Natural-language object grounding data
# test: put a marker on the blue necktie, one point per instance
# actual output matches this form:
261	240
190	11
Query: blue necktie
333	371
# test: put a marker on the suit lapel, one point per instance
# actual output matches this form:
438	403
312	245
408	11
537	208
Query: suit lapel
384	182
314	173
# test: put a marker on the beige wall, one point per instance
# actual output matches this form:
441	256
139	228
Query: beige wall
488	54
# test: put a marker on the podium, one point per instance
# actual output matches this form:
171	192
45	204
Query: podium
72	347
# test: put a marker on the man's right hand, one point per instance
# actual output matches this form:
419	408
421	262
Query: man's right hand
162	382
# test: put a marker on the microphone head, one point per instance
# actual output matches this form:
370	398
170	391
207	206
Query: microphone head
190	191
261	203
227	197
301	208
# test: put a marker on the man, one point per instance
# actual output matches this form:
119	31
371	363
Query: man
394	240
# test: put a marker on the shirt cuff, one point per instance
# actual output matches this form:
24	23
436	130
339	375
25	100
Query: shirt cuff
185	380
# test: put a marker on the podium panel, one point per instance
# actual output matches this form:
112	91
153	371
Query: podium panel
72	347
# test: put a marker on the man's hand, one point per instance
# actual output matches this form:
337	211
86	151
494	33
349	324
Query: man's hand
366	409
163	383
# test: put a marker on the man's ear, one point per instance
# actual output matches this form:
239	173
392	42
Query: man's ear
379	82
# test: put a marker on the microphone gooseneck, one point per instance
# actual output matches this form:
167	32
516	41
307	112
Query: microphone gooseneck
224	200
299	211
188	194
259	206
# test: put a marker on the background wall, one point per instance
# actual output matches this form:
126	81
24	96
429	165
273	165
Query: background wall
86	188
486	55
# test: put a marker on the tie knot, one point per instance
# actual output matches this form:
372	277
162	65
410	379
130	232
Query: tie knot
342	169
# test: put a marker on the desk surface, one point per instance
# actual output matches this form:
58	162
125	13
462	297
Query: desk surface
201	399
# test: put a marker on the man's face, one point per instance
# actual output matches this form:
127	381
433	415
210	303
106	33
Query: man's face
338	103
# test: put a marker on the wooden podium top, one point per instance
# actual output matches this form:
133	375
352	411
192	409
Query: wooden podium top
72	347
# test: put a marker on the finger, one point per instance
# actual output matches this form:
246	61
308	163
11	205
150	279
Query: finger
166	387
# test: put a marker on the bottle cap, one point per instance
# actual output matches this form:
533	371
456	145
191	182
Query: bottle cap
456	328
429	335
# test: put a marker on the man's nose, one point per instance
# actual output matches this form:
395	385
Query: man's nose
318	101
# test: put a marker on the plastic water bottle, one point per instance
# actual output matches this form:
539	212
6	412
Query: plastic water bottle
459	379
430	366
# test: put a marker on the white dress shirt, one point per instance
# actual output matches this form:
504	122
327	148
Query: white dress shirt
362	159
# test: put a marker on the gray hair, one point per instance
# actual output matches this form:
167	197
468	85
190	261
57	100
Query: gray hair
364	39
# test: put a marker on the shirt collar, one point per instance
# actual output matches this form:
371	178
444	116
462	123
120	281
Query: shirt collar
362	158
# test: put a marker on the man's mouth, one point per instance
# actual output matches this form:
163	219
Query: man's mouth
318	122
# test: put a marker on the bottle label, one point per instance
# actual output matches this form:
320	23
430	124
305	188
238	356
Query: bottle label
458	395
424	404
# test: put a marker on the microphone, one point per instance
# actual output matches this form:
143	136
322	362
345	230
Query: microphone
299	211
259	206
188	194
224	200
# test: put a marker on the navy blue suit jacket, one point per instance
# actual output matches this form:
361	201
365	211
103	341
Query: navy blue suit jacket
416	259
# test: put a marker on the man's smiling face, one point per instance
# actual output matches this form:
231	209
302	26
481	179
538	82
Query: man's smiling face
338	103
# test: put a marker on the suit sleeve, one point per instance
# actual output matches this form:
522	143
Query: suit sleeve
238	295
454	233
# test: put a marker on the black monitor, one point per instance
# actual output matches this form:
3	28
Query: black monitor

→ **Work to be completed**:
Write out only those lines of the entries that lie between the line containing "# test: put a marker on the black" and the last line, inclusive, reproducing them exactly.

→ **Result of the task**:
# test: put a marker on the black monitor, one point per instance
# actual output matches this form:
3	28
Query: black monitor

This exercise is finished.